Selected passage:
>>>

If the CHRO decides to use an external resource to deliver organization design solutions, then an entirely different set of questions must be answered.
Does the consultant have the level of experience and expertise needed to deliver organization design solutions in our company?
Can they demonstrate that expertise?
Does the consultant team “fit” with our values and can we see ourselves partnering with them?
How does the potential consultant deliver its services…? And, is it consistent with our values?
Critical to note, not all consultants are created equal. How consultancies choose to approach and deliver organization design solutions will have big impacts and consequences on your organization and people in terms of their engagement, ease of implementation and sustainability of the changes.
Build or Buy Decision 2: Build your own organization design solution or buy one.
By now we know that organization design is a complex business solution incorporating over 50 years of documented, empirical science and proven best practices.
For those internal HR functions wanting to develop their own organization design solution, consider that at OTM, we conduct audits and reviews of internal organization design methodologies and solutions. Most solutions reviewed are deficient- focused on pulling together a handful of activities typically involving key principles or criteria, jobs and roles, reporting relationships and some change management with top-down communication. If it was only that easy?!

<<<

Stored data entries:

>>>

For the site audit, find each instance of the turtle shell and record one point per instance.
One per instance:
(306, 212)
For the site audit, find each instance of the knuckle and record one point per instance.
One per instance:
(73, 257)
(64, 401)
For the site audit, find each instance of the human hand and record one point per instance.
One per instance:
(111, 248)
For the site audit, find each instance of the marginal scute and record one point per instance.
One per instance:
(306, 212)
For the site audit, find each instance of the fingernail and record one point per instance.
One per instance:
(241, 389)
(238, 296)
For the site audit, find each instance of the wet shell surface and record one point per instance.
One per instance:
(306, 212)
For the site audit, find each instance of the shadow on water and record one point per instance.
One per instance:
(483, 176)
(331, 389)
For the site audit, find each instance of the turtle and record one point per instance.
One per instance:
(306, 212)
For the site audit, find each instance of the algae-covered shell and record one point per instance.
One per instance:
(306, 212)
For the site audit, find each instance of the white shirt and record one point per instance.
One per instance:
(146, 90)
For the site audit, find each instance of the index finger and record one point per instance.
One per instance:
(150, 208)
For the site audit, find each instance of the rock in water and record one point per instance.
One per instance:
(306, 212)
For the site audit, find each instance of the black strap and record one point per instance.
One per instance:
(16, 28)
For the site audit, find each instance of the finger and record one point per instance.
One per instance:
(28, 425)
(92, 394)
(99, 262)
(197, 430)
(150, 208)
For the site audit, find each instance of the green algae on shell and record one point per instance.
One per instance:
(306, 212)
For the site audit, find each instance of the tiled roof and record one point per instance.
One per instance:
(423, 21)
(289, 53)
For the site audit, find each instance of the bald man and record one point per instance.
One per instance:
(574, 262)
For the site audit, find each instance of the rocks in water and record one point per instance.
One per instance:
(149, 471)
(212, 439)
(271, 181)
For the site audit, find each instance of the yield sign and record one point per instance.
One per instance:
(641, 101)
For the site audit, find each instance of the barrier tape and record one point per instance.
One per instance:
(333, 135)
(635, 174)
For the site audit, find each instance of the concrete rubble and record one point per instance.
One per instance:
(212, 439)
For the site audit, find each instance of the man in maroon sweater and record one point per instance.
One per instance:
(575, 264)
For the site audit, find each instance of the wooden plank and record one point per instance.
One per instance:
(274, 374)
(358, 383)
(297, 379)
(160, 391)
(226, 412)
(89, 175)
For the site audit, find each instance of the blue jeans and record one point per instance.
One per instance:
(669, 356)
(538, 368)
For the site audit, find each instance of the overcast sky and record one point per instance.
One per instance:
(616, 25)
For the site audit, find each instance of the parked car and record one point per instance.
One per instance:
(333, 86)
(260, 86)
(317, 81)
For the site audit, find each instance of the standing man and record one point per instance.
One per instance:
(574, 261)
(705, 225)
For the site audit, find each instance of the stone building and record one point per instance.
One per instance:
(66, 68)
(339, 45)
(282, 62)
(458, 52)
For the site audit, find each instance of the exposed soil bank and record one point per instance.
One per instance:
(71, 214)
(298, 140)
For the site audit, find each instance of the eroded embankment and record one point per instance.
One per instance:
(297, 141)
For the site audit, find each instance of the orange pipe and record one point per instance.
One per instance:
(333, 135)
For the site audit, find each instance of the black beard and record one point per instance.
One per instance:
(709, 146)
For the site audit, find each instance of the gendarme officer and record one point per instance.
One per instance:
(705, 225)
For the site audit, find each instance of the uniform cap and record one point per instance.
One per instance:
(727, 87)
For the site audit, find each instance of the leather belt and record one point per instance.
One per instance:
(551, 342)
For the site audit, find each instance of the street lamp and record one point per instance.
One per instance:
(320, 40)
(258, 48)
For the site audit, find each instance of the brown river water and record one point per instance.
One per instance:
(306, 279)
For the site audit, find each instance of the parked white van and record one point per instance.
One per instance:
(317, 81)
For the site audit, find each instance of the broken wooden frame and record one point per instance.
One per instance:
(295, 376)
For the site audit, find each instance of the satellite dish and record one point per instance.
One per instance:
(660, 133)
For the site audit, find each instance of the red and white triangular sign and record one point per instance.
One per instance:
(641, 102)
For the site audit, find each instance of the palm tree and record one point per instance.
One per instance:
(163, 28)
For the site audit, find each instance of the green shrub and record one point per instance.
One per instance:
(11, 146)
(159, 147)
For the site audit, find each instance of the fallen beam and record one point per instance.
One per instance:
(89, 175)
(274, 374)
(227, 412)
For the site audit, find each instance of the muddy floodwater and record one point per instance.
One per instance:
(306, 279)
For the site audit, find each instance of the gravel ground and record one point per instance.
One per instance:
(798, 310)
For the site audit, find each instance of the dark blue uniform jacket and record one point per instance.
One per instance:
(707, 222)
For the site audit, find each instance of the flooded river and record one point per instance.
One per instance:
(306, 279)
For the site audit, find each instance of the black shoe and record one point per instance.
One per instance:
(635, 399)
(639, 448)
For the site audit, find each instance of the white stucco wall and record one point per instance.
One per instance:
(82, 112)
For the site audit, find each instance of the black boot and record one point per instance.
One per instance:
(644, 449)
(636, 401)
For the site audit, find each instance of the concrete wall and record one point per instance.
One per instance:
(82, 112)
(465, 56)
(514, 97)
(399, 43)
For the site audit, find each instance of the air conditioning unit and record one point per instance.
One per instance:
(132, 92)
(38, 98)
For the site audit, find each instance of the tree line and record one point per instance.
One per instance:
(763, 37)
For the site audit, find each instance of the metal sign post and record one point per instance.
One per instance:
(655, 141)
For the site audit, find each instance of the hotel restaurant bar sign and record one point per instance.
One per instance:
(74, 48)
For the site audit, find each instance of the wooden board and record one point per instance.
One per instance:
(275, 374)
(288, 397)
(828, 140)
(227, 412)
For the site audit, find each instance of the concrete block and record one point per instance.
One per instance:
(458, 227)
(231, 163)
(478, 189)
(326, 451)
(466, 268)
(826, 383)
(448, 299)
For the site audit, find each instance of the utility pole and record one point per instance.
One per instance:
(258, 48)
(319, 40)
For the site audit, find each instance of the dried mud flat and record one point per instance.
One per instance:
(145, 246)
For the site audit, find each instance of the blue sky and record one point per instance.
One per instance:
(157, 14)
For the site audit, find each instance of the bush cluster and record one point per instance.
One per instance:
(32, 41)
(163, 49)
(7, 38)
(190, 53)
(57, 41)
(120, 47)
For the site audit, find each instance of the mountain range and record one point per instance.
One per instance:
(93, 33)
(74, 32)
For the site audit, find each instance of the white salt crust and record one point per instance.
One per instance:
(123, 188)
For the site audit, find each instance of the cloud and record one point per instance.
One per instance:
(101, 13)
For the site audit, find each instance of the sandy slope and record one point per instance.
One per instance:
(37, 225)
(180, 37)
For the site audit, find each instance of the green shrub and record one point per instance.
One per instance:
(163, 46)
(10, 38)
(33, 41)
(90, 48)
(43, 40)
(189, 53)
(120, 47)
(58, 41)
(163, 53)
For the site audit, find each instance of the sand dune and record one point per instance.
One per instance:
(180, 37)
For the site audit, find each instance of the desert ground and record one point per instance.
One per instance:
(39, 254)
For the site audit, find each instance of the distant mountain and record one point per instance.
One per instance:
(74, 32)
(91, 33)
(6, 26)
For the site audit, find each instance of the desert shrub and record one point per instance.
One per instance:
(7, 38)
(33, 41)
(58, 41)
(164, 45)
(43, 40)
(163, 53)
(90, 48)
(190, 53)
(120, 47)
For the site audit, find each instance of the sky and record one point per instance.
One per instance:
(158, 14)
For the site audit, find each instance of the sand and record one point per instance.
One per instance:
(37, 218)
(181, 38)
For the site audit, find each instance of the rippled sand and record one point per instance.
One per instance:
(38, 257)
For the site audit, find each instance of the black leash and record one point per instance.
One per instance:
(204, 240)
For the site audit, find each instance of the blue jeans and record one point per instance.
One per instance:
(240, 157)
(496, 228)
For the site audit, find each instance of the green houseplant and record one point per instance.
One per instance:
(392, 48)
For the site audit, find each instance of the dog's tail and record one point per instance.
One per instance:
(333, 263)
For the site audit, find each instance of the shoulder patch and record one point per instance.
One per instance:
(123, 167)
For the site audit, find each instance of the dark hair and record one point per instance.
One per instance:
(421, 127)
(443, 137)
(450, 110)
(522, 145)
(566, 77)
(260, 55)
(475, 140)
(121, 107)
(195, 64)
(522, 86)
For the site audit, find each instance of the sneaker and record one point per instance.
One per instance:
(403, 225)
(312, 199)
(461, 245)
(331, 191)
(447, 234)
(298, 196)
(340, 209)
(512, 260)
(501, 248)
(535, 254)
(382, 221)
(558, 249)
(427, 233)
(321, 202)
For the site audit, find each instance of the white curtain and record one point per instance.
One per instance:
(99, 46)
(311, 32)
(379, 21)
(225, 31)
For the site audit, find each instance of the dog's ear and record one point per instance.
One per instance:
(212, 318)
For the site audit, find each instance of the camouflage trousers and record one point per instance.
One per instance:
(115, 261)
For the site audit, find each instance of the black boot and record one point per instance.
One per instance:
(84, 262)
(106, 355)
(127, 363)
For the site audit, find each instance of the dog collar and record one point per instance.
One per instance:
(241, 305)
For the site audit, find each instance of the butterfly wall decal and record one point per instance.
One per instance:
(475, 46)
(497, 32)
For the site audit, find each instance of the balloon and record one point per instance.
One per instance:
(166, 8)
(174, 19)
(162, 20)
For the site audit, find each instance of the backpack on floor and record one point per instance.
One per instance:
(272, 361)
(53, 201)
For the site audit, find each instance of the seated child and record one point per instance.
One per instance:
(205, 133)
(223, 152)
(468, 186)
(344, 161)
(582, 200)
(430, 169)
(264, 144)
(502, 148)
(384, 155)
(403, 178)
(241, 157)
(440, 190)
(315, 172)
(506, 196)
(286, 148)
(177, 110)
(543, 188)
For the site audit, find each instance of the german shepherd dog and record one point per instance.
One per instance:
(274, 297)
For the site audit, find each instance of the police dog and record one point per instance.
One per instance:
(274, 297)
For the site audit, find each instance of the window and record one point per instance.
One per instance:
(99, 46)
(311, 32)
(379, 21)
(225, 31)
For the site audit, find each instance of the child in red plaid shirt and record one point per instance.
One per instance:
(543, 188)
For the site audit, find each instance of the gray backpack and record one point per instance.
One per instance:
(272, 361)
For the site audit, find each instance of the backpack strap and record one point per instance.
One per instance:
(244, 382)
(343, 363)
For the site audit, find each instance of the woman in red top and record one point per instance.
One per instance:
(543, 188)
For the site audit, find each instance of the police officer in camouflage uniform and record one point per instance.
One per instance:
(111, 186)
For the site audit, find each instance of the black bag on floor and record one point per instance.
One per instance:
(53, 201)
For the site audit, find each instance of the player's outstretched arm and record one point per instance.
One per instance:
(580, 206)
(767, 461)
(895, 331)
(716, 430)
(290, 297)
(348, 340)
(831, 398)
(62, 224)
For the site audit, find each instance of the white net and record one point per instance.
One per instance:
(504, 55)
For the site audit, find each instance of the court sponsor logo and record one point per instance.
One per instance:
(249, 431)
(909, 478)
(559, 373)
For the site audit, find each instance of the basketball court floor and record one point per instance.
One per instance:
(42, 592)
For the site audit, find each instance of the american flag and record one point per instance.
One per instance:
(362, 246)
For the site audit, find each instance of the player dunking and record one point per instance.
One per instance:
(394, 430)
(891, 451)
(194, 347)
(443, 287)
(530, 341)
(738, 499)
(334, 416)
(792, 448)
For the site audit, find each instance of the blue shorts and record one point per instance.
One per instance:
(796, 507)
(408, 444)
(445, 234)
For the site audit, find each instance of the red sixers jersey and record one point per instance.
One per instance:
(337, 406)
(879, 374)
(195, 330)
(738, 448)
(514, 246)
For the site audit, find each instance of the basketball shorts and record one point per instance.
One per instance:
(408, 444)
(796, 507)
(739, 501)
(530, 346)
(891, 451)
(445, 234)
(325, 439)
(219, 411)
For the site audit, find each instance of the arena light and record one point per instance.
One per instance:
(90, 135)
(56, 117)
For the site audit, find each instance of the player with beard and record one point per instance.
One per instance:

<<<

Directions for this task:
Rewrite the organization design passage between "If the CHRO" and "in our company?", inclusive, with "CHRO" changed to "HR director".

Task result:
If the HR director decides to use an external resource to deliver organization design solutions, then an entirely different set of questions must be answered.
Does the consultant have the level of experience and expertise needed to deliver organization design solutions in our company?